-- Task prompt --
Transcribe every line of the listing that follows, keeping each one identical to the original.

Location identification entries
--------
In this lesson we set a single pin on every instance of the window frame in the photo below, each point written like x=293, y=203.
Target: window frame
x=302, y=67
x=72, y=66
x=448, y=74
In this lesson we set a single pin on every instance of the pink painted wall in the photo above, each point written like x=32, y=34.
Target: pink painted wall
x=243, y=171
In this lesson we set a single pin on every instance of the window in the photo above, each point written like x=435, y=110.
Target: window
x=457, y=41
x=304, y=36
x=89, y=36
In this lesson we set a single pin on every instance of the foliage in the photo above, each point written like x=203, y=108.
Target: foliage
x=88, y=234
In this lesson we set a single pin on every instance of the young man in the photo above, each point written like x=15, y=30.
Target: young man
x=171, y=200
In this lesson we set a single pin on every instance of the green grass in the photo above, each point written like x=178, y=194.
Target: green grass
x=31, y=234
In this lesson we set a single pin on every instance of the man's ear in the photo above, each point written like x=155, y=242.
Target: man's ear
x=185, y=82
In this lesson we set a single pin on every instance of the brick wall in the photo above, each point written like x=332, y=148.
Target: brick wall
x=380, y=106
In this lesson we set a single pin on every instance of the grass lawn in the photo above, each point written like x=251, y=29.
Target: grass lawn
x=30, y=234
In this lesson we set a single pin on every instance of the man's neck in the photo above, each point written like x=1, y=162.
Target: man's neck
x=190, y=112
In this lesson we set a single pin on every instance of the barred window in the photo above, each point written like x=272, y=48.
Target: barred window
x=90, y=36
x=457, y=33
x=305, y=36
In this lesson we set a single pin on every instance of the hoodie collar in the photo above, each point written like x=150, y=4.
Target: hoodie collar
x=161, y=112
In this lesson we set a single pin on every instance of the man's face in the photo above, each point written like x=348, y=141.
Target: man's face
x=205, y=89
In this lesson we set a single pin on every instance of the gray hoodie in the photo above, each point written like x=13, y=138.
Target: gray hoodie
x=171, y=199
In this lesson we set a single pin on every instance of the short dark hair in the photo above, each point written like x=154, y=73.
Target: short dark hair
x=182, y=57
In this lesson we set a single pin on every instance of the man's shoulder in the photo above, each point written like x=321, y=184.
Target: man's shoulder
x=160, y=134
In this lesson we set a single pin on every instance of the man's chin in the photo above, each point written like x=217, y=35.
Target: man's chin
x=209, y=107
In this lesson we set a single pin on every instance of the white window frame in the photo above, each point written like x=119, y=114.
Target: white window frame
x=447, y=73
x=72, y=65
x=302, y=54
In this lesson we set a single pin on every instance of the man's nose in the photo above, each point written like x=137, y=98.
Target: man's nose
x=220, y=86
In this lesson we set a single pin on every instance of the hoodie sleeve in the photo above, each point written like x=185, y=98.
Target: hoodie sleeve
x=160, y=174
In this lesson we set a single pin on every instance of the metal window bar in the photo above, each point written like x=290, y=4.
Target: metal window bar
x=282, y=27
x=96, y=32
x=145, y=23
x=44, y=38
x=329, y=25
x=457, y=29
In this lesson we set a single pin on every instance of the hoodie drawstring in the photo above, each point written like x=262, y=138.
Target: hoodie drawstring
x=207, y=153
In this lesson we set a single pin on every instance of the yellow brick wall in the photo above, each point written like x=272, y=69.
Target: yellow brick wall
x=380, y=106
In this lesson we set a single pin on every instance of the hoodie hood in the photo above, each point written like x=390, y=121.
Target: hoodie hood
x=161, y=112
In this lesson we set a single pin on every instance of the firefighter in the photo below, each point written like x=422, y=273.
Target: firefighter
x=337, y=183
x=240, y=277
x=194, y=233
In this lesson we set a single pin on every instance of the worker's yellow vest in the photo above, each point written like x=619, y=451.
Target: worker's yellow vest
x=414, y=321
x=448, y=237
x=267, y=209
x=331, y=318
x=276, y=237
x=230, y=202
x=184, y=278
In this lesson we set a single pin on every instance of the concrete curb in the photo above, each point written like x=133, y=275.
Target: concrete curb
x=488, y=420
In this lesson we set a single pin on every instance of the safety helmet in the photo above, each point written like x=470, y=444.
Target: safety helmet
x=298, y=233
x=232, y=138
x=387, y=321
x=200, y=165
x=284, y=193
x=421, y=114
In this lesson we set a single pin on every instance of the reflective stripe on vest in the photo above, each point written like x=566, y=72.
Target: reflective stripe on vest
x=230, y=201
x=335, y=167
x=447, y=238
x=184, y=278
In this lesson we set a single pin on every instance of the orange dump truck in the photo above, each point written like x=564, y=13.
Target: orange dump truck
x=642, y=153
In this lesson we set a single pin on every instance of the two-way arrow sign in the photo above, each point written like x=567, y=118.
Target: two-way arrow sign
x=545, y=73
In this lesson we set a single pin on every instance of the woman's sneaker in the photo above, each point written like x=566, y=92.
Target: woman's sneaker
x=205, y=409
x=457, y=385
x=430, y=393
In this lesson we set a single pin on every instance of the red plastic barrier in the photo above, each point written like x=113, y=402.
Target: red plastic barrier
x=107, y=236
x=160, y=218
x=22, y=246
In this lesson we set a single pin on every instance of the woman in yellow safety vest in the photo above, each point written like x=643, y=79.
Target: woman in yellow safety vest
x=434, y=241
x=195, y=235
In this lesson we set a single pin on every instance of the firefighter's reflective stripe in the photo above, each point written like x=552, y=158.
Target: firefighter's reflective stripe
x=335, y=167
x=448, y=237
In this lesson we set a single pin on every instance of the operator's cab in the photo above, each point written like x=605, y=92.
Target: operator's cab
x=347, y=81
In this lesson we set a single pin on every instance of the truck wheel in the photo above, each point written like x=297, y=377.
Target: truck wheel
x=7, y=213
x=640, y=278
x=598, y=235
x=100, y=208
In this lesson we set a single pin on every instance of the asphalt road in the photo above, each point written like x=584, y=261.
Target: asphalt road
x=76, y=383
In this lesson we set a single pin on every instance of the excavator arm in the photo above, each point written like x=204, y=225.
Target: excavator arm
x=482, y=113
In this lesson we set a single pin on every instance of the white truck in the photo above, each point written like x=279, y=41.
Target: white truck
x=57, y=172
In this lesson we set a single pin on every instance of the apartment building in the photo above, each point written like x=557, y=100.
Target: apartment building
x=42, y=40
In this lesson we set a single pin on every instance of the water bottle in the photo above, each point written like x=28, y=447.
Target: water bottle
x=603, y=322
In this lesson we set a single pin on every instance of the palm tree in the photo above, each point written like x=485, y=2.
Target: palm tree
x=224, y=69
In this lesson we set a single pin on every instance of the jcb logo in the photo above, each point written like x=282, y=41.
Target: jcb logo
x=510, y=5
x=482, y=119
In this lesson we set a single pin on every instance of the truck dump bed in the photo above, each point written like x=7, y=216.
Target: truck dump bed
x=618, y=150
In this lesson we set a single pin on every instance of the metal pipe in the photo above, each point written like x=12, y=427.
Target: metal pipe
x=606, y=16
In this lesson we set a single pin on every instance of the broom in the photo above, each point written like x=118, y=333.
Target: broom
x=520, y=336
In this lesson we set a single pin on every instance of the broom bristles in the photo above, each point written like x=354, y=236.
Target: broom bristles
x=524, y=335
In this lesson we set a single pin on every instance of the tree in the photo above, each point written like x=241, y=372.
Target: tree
--------
-- Response to this exercise --
In this lesson we set a single pin on every instance of the window frame in the photo below, each point written like x=293, y=203.
Target: window frame
x=302, y=67
x=72, y=66
x=448, y=74
In this lesson we set a single pin on every instance of the pink painted wall in the photo above, each point written like x=32, y=34.
Target: pink painted wall
x=243, y=171
In this lesson we set a single pin on every instance of the window in the photo above, each point written like x=435, y=110.
Target: window
x=457, y=41
x=304, y=36
x=89, y=36
In this lesson we set a single pin on every instance of the foliage in the photo above, each point written like x=203, y=108.
Target: foliage
x=88, y=234
In this lesson we set a single pin on every instance of the young man in the photo above, each point written like x=15, y=30.
Target: young man
x=171, y=200
In this lesson we set a single pin on every instance of the green grass in the photo above, each point written like x=178, y=194.
Target: green grass
x=31, y=234
In this lesson we set a single pin on every instance of the man's ear in the photo above, each point written like x=155, y=242.
Target: man's ear
x=185, y=82
In this lesson we set a single pin on every instance of the brick wall in the photo above, each point written like x=332, y=148.
Target: brick wall
x=380, y=106
In this lesson we set a single pin on every instance of the grass lawn in the photo above, each point written like x=251, y=29.
Target: grass lawn
x=30, y=234
In this lesson we set a single pin on every instance of the man's neck in the photo above, each point written like x=1, y=162.
Target: man's neck
x=190, y=112
In this lesson we set a single pin on every instance of the barred window in the photo above, each point written like x=272, y=48.
Target: barred window
x=90, y=36
x=457, y=33
x=305, y=36
In this lesson we set a single pin on every instance of the hoodie collar in the photo above, each point written like x=150, y=4.
Target: hoodie collar
x=161, y=112
In this lesson we set a single pin on every instance of the man's face in the photo above, each point written like x=348, y=141.
Target: man's face
x=205, y=89
In this lesson we set a single pin on every instance of the gray hoodie in the photo above, each point written like x=13, y=138.
Target: gray hoodie
x=171, y=199
In this lesson we set a single pin on every instance of the short dark hair in the photo above, each point written like x=154, y=73.
Target: short dark hair
x=182, y=57
In this lesson we set a single pin on every instance of the man's shoulder in the photo above, each point written like x=321, y=184.
Target: man's shoulder
x=160, y=134
In this lesson we set a single pin on every instance of the man's chin in the photo above, each point written like x=217, y=35.
Target: man's chin
x=209, y=107
In this lesson we set a single pin on every instance of the white window frame in the photo above, each point written like x=119, y=114.
Target: white window frame
x=447, y=73
x=72, y=65
x=302, y=54
In this lesson we set a single pin on every instance of the man's nose in the photo above, each point written like x=137, y=98.
Target: man's nose
x=220, y=86
In this lesson we set a single pin on every instance of the hoodie sleeve in the photo above, each point written like x=185, y=98.
Target: hoodie sleeve
x=160, y=174
In this lesson we set a single pin on every instance of the metal window bar in the photo above, each point written like x=290, y=4.
Target: metal window bar
x=282, y=27
x=96, y=32
x=145, y=23
x=44, y=38
x=329, y=25
x=457, y=29
In this lesson we set a single pin on every instance of the hoodie drawstring in the photo above, each point written like x=262, y=138.
Target: hoodie drawstring
x=207, y=153
In this lesson we set a single pin on every instance of the yellow brick wall in the photo above, each point written like x=272, y=69.
Target: yellow brick wall
x=380, y=106
In this lesson we set a single pin on every instance of the hoodie hood in the photo above, each point written like x=390, y=121.
Target: hoodie hood
x=161, y=112
In this lesson we set a single pin on every instance of the firefighter in the photo below, each point written like x=422, y=273.
Target: firefighter
x=337, y=183
x=240, y=277
x=194, y=233
In this lesson we set a single pin on every instance of the worker's yellow vest in the photo above, each point written like x=619, y=451.
Target: worker's yellow vest
x=414, y=321
x=448, y=237
x=267, y=209
x=331, y=318
x=276, y=237
x=230, y=202
x=184, y=278
In this lesson we set a single pin on every instance of the concrete curb in the photo above, each point written like x=133, y=275.
Target: concrete curb
x=488, y=420
In this lesson we set a single pin on every instance of the safety helmet in the photo above, each point written like x=470, y=444.
Target: safety helmet
x=298, y=233
x=232, y=138
x=387, y=321
x=200, y=165
x=284, y=193
x=421, y=114
In this lesson we set a single pin on every instance of the reflective stripe on vest in the photo above, each point written like x=566, y=72.
Target: reflective stripe on vest
x=230, y=201
x=335, y=167
x=447, y=238
x=184, y=278
In this lesson we set a single pin on every instance of the orange dump truck in the photo above, each point written like x=564, y=13.
Target: orange dump truck
x=642, y=153
In this lesson we set a single pin on every instance of the two-way arrow sign in the photo above, each point written like x=567, y=118.
Target: two-way arrow sign
x=545, y=73
In this lesson we set a single pin on every instance of the woman's sneaker in the photo above, each point written like x=566, y=92.
Target: woman's sneaker
x=205, y=409
x=457, y=385
x=430, y=393
In this lesson we set a single pin on every instance of the red plastic barrier in the photo above, each point written like x=113, y=402.
Target: red plastic barrier
x=107, y=236
x=160, y=218
x=22, y=246
In this lesson we set a single pin on every instance of the woman in yellow safety vest in the photo above, each point written like x=643, y=79.
Target: woman in yellow safety vest
x=434, y=241
x=195, y=235
In this lesson we set a single pin on every instance of the firefighter's reflective stripe in the photo above, each point written like x=552, y=158.
Target: firefighter's reflective stripe
x=335, y=167
x=448, y=237
In this lesson we set a single pin on every instance of the operator's cab in the photo above, each point written like x=605, y=92.
Target: operator's cab
x=347, y=81
In this lesson we set a single pin on every instance of the truck wheel in the photo above, each point written like x=297, y=377.
Target: truck wheel
x=7, y=213
x=640, y=278
x=598, y=235
x=100, y=208
In this lesson we set a single pin on every instance of the asphalt road in the photo above, each point written like x=584, y=261.
Target: asphalt road
x=76, y=383
In this lesson we set a single pin on every instance of the excavator arm in the photo above, each point written like x=204, y=225.
Target: excavator arm
x=482, y=113
In this lesson we set a single pin on every instance of the white truck in the photo above, each point written like x=279, y=41.
Target: white truck
x=57, y=172
In this lesson we set a single pin on every instance of the apartment building in the photo above, each point written like x=557, y=100.
Target: apartment building
x=42, y=40
In this lesson we set a single pin on every instance of the water bottle in the photo above, each point written like x=28, y=447.
Target: water bottle
x=603, y=322
In this lesson we set a single pin on every instance of the palm tree in the photo above, each point written like x=485, y=2.
Target: palm tree
x=224, y=69
In this lesson we set a single pin on every instance of the jcb logo in the photo above, each point written like x=282, y=41.
Target: jcb logo
x=510, y=5
x=482, y=119
In this lesson we set a single pin on every instance of the truck dump bed in the photo above, each point written like x=7, y=216.
Target: truck dump bed
x=618, y=150
In this lesson we set a single pin on every instance of the metal pipe in the photo above, each point written like x=12, y=427.
Target: metal pipe
x=606, y=16
In this lesson we set a single pin on every instance of the broom in the photo above, each point written like x=118, y=333.
Target: broom
x=520, y=336
In this lesson we set a single pin on every instance of the broom bristles in the photo above, each point written like x=354, y=236.
Target: broom bristles
x=524, y=335
In this lesson we set a single pin on every instance of the tree in the photo above, each point written like x=241, y=372.
Target: tree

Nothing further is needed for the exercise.